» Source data
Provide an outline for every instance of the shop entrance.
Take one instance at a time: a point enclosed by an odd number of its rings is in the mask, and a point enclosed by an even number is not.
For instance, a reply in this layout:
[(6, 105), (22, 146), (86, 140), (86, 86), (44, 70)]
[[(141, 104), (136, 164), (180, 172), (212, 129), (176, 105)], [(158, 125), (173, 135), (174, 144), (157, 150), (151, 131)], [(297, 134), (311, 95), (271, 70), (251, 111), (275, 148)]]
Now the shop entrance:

» What is required
Pull out every line of the source data above and repeat each one word for word, in the same order.

» Output of the exercise
Provide an outline for every instance of the shop entrance.
Take one instance at a time: a point enclosed by an odd number of its rings is in the mask, and a point enclosed by an even number is not.
For instance, a reply in this layout:
[(6, 105), (22, 146), (86, 140), (86, 86), (44, 70)]
[[(141, 104), (136, 164), (180, 172), (212, 129), (176, 105)], [(158, 125), (173, 135), (174, 144), (157, 150), (151, 131)], [(297, 134), (311, 95), (271, 70), (251, 111), (275, 148)]]
Now the shop entrance:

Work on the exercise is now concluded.